__Actions to take__
[A] Decide whether each statement below agrees with the blog passage, answering yes or no and quoting the deciding words of the passage exactly: (i) criticism is the most harmful thing for a blog; (ii) aiming for "good enough" justifies publishing sloppy work; (iii) content that isn't boring will always draw someone who dislikes it.
[B] Substitute "regardless" for "anyway" in the blog passage, and write out everything from "The non-perfectionist knows" down to "Keep creating anyway.".

__Page text__

Face your true challenge (it’s not criticism)
Let’s imagine a scenario where no one criticizes your writing.
It’s not that far-fetched of a concept because it happens on many blogs every single day … blogs no one reads.
The downside of a lack of criticism is that your blog probably doesn’t have a substantial number of readers yet or your content doesn’t meaningfully impact the people it does reach.
Criticism can be unpleasant, but it’s not the most harmful thing for your blog. Obscurity is.
The non-perfectionist knows …
When you create content that isn’t boring and forgettable, there will always be someone who doesn’t like what you do.
Keep creating anyway.
Embrace “good enough”
A lot of people say “there’s no such thing as ‘perfect.’”
Here’s how I like to elaborate on that idea:
When you’re passionate about your work, aiming for “perfect” may be necessary. But what you end up with is even better than “perfect” … because it’s a creation you’ve made that no one can take away from you.
You can care about quality and produce meaningful work without driving yourself crazy.
If you never publish anything because you’re worried about making it perfect, you never get to experience the benefits of having your writing available for others to read.
“Good enough” is not an excuse to publish sloppy or uninspired work, though.

__Data lines__
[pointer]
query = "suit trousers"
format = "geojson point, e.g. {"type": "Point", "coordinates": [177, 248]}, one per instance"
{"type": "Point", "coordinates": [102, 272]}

__Problem solutions__
[A]
(i) No: "Criticism can be unpleasant, but it’s not the most harmful thing for your blog. Obscurity is."
(ii) No: "“Good enough” is not an excuse to publish sloppy or uninspired work, though."
(iii) Yes: "When you create content that isn’t boring and forgettable, there will always be someone who doesn’t like what you do."

[B]
The non-perfectionist knows …
When you create content that isn’t boring and forgettable, there will always be someone who doesn’t like what you do.
Keep creating regardless.